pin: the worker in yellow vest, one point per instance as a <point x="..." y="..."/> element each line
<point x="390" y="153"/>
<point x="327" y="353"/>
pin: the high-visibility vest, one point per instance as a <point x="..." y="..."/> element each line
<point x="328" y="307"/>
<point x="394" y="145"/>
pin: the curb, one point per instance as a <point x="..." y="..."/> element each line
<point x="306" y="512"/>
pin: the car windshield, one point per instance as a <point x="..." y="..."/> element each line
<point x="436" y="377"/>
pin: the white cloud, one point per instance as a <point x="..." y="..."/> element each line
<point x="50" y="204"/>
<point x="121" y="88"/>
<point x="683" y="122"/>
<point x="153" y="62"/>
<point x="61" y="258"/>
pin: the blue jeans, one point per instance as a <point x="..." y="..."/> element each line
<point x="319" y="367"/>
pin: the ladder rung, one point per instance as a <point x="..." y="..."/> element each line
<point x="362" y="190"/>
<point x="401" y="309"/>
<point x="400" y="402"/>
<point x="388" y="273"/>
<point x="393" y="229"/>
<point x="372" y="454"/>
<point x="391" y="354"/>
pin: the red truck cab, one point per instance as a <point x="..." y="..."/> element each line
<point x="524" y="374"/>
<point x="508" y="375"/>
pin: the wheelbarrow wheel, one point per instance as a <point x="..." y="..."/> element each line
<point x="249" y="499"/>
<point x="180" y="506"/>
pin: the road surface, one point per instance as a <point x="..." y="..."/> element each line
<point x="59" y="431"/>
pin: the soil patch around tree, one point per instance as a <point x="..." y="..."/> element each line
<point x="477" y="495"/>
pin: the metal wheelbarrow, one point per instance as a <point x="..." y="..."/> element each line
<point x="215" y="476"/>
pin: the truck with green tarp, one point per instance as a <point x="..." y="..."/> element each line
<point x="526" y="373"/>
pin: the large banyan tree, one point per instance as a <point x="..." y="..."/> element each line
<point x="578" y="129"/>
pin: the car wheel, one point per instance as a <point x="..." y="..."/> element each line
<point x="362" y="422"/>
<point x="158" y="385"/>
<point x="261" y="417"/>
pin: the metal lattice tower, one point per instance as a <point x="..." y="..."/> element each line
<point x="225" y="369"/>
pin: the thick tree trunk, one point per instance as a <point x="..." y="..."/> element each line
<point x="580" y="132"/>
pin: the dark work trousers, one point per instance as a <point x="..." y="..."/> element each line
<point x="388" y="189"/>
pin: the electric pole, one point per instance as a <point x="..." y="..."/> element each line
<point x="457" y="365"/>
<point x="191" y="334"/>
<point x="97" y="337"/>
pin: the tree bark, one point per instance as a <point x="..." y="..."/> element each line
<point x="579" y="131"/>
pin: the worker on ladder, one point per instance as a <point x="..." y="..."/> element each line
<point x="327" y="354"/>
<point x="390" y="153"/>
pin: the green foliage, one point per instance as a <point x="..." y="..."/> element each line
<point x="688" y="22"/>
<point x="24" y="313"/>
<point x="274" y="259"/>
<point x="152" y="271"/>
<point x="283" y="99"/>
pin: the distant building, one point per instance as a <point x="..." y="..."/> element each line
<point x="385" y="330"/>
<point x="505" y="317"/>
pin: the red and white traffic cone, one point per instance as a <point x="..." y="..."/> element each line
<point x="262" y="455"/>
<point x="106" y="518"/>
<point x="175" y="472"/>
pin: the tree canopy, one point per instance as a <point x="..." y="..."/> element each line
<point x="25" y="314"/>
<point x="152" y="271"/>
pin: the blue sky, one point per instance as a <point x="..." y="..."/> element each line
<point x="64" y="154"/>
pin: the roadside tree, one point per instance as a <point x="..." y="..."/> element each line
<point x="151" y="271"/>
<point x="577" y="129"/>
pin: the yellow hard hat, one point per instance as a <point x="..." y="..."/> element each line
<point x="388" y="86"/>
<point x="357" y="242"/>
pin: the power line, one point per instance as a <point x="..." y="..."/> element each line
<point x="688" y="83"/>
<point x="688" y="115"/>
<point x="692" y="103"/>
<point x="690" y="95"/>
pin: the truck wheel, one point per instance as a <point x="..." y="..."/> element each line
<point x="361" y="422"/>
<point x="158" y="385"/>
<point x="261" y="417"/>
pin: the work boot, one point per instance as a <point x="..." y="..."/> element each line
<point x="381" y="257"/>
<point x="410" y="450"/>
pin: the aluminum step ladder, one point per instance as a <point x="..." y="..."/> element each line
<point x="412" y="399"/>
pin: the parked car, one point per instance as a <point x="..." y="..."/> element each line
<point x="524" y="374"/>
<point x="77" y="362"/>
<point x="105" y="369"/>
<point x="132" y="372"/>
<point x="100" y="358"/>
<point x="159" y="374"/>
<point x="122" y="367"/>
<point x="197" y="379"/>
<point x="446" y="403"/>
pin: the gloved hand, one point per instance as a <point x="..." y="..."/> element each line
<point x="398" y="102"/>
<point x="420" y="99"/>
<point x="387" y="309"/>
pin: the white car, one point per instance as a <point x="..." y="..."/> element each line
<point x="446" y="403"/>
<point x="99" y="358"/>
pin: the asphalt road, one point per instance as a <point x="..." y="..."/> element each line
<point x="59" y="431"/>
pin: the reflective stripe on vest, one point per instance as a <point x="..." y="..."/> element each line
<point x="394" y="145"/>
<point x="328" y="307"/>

- _TASK TO CARRY OUT_: Each record above should be repeated exactly as it appears.

- _ANSWER BELOW_:
pin: the worker in yellow vest, one point per instance as a <point x="..." y="..."/> element each line
<point x="390" y="153"/>
<point x="327" y="353"/>
pin: the high-visibility vest, one point per instance as a <point x="..." y="..."/> element each line
<point x="328" y="307"/>
<point x="394" y="145"/>
pin: the curb, one point per instance as a <point x="..." y="..."/> element each line
<point x="306" y="512"/>
pin: the car windshield, one point per instance as a <point x="..." y="..."/> element each line
<point x="436" y="377"/>
pin: the white cloud, one point per instance as a <point x="..." y="..."/> element each line
<point x="50" y="204"/>
<point x="121" y="88"/>
<point x="683" y="122"/>
<point x="153" y="62"/>
<point x="61" y="258"/>
pin: the blue jeans, one point per instance as a <point x="..." y="..."/> element each line
<point x="319" y="367"/>
pin: the ladder rung, one point per instance as a <point x="..." y="..."/> element each line
<point x="362" y="190"/>
<point x="401" y="309"/>
<point x="400" y="402"/>
<point x="388" y="273"/>
<point x="393" y="229"/>
<point x="372" y="454"/>
<point x="391" y="354"/>
pin: the red truck cab, one point per instance as a <point x="..." y="..."/> element each line
<point x="524" y="374"/>
<point x="508" y="375"/>
pin: the wheelbarrow wheel, one point per instance as a <point x="..." y="..."/> element each line
<point x="249" y="499"/>
<point x="180" y="506"/>
pin: the road surface, one point per instance as a <point x="..." y="..."/> element each line
<point x="59" y="431"/>
pin: the soil patch around tree, one point per instance as a <point x="..." y="..."/> element each line
<point x="477" y="495"/>
pin: the metal wheelbarrow, one point per instance as a <point x="..." y="..."/> element each line
<point x="215" y="476"/>
pin: the truck with green tarp, one point per instance as a <point x="..." y="..."/> element each line
<point x="526" y="373"/>
pin: the large banyan tree, one point per instance as a <point x="..." y="..."/> element each line
<point x="578" y="129"/>
pin: the car wheel, one point per instance as a <point x="..." y="..."/> element each line
<point x="362" y="422"/>
<point x="158" y="385"/>
<point x="261" y="417"/>
pin: the metal lattice tower, one point per instance as a <point x="..." y="..."/> element each line
<point x="225" y="369"/>
pin: the thick tree trunk, one point per instance as a <point x="..." y="..."/> element each line
<point x="580" y="132"/>
pin: the dark work trousers, one point per instance as a <point x="..." y="..."/> element each line
<point x="388" y="189"/>
pin: the electric pole, one point per instance as a <point x="..." y="..."/> element each line
<point x="457" y="365"/>
<point x="191" y="334"/>
<point x="97" y="337"/>
pin: the tree bark, one point per instance as a <point x="..." y="..."/> element each line
<point x="579" y="131"/>
pin: the worker on ladder, one point per instance as a <point x="..." y="..."/> element each line
<point x="327" y="354"/>
<point x="390" y="153"/>
pin: the green foliage, one point per instance as a <point x="..." y="..."/> element each line
<point x="688" y="22"/>
<point x="24" y="313"/>
<point x="274" y="259"/>
<point x="152" y="271"/>
<point x="283" y="99"/>
pin: the distant building, one point per instance as a <point x="..." y="..."/> element each line
<point x="385" y="330"/>
<point x="505" y="317"/>
pin: the red and white traffic cone, one point per instance as a <point x="..." y="..."/> element each line
<point x="262" y="455"/>
<point x="106" y="518"/>
<point x="175" y="472"/>
pin: the tree canopy, one point per instance as a <point x="..." y="..."/> element each line
<point x="25" y="314"/>
<point x="152" y="271"/>
pin: the blue sky, one point per instance as a <point x="..." y="..."/> element each line
<point x="64" y="154"/>
pin: the roadside tree, one point per instance as a <point x="..." y="..."/> element each line
<point x="151" y="271"/>
<point x="577" y="129"/>
pin: the yellow hard hat, one point per instance as a <point x="..." y="..."/> element each line
<point x="388" y="86"/>
<point x="357" y="242"/>
pin: the power line, one point per instance as a <point x="..." y="..."/> element each line
<point x="688" y="83"/>
<point x="688" y="115"/>
<point x="692" y="103"/>
<point x="690" y="95"/>
pin: the truck wheel, one point per instance as a <point x="..." y="..."/> element each line
<point x="361" y="422"/>
<point x="158" y="385"/>
<point x="261" y="417"/>
pin: the work boot, one point per instance as a <point x="..." y="..."/> element each line
<point x="381" y="257"/>
<point x="410" y="450"/>
pin: the aluminum step ladder, one point per instance as a <point x="..." y="..."/> element each line
<point x="412" y="399"/>
pin: the parked car, one point per instance as a <point x="..." y="..."/> element each line
<point x="524" y="374"/>
<point x="77" y="362"/>
<point x="105" y="369"/>
<point x="132" y="372"/>
<point x="100" y="358"/>
<point x="159" y="374"/>
<point x="122" y="367"/>
<point x="197" y="379"/>
<point x="446" y="403"/>
pin: the gloved hand, one point per instance as a <point x="..." y="..."/> element each line
<point x="398" y="102"/>
<point x="420" y="99"/>
<point x="387" y="309"/>
pin: the white car, one point per instance as a <point x="..." y="..."/> element each line
<point x="446" y="403"/>
<point x="99" y="358"/>
pin: the asphalt road, one point per instance as a <point x="..." y="..."/> element each line
<point x="59" y="431"/>
pin: the reflective stripe on vest, one point per instance as a <point x="..." y="..."/> element each line
<point x="394" y="145"/>
<point x="328" y="307"/>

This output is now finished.